Description of the task –
Copy word for word the part of the article on Meta's chip deal with AMD that starts at "However, these won’t" and ends at "half of 2026.".

Passage given –
..........

The AI arms race just got a $100 billion jolt.
Facebook-parent Meta Platforms has inked a massive deal with Advanced Micro Devices to purchase up to 6 gigawatts of AI computing capacity over the next several years. Multiple reports estimate that the partnership could ultimately be valued at more than $100 billion.
The agreement, announced Tuesday, represents AMD’s most significant victory yet in its uphill battle to challenge Nvidia’s stranglehold on the AI chip market. For Meta, it’s about ensuring it isn’t left scrambling for the specialized processors that have become the gold rush picks of the 21st century.
A deal built on custom silicon
At the heart of the agreement is AMD’s upcoming MI450 series of Instinct GPUs.
However, these won’t be the off-the-shelf chips AMD has historically sold. Instead, the companies have been working closely to tailor the processors specifically for Meta’s workloads, with the first deployments scheduled for the second half of 2026.

..........

Record set –
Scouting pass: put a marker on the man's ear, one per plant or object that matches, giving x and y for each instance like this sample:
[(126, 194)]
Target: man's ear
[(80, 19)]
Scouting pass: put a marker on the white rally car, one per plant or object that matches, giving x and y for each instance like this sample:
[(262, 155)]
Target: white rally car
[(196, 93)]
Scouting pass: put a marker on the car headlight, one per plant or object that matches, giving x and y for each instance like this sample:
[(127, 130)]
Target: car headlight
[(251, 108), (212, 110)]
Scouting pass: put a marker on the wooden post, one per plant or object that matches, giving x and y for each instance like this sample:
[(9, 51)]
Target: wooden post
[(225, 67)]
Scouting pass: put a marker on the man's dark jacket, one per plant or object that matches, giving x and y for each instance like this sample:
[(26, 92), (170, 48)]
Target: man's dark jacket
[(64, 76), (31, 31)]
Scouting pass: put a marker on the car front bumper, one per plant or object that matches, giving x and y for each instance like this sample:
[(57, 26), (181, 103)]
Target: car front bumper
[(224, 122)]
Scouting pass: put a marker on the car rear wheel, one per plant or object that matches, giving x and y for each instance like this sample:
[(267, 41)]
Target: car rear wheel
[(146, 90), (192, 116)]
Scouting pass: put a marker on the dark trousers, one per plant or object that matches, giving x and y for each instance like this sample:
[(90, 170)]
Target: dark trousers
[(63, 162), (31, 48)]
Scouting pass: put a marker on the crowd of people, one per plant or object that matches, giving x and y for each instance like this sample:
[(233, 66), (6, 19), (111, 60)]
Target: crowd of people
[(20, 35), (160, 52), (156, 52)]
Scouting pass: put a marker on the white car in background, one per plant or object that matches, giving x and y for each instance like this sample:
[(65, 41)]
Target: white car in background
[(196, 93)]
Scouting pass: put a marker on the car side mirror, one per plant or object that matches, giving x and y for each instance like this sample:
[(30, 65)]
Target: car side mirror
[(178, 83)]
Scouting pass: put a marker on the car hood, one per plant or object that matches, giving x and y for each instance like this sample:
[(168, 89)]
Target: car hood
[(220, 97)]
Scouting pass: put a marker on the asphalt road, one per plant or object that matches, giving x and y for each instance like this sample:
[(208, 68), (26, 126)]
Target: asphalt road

..........

Problem solution –
However, these won’t be the off-the-shelf chips AMD has historically sold. Instead, the companies have been working closely to tailor the processors specifically for Meta’s workloads, with the first deployments scheduled for the second half of 2026.